OBJECTIVE: Reproduce all entries word for word.

....

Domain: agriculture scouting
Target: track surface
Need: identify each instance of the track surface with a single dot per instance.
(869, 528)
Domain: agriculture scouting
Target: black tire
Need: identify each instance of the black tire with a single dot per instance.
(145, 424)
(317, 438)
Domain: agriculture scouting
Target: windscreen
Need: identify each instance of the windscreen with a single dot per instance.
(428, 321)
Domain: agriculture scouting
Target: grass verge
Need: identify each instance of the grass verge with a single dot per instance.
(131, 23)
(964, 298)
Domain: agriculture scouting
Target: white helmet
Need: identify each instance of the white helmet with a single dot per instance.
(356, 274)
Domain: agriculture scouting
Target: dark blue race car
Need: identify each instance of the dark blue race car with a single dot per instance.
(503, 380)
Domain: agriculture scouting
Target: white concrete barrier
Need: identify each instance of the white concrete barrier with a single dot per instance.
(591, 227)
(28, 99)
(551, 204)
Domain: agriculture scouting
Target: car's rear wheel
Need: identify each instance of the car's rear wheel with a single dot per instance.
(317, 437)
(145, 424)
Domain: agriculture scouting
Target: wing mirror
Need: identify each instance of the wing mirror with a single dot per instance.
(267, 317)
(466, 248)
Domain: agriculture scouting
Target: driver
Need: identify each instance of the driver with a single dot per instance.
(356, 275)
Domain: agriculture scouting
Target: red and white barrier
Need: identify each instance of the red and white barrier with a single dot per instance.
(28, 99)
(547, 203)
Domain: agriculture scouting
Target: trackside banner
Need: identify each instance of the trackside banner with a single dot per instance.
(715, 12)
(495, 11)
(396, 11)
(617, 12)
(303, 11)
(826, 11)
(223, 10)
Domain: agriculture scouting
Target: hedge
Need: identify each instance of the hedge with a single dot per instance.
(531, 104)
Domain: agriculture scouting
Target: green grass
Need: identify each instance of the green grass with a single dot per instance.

....

TASK ANSWER:
Domain: agriculture scouting
Target: track surface
Need: identify each instance of the track surface with a single dot per instance.
(869, 528)
Domain: agriculture scouting
Target: black tire
Need: identify each instance of the black tire with a single dot per instance.
(145, 424)
(317, 438)
Domain: agriculture scouting
Target: windscreen
Need: identify each instance of the windscreen with a single dot per instance.
(428, 321)
Domain: agriculture scouting
Target: grass verge
Need: identify each instance of the grass verge with a single dot per instance.
(131, 23)
(964, 298)
Domain: agriculture scouting
Target: white helmet
Need: identify each instance of the white helmet with a single dot per instance.
(356, 274)
Domain: agriculture scouting
Target: dark blue race car
Need: identify each instance of the dark blue race car with a single dot per instance.
(503, 380)
Domain: agriculture scouting
Target: white concrete barrier
Need: identify each instance of the white concrete barrier with a single dot per instance.
(591, 227)
(28, 99)
(551, 204)
Domain: agriculture scouting
Target: car's rear wheel
Need: identify each instance of the car's rear wheel with a single dot per instance.
(317, 437)
(145, 424)
Domain: agriculture scouting
Target: wing mirror
Need: identify each instance of the wing mirror with a single dot per instance.
(267, 317)
(466, 248)
Domain: agriculture scouting
Target: driver
Need: identify each instance of the driver with a single dot per instance.
(356, 275)
Domain: agriculture scouting
Target: red and white barrier
Need: identify each instance of the red and white barrier with a single dot per instance.
(28, 99)
(547, 203)
Domain: agriculture scouting
Target: trackside banner
Need: identify each instance of the trackside banner with a single dot per instance.
(715, 12)
(495, 11)
(396, 11)
(617, 12)
(303, 11)
(826, 11)
(223, 10)
Domain: agriculture scouting
Target: hedge
Need: identify each instance of the hedge with a single dot per instance.
(531, 104)
Domain: agriculture scouting
Target: green grass
Need: identify each instance of the green grass with a single dot per instance.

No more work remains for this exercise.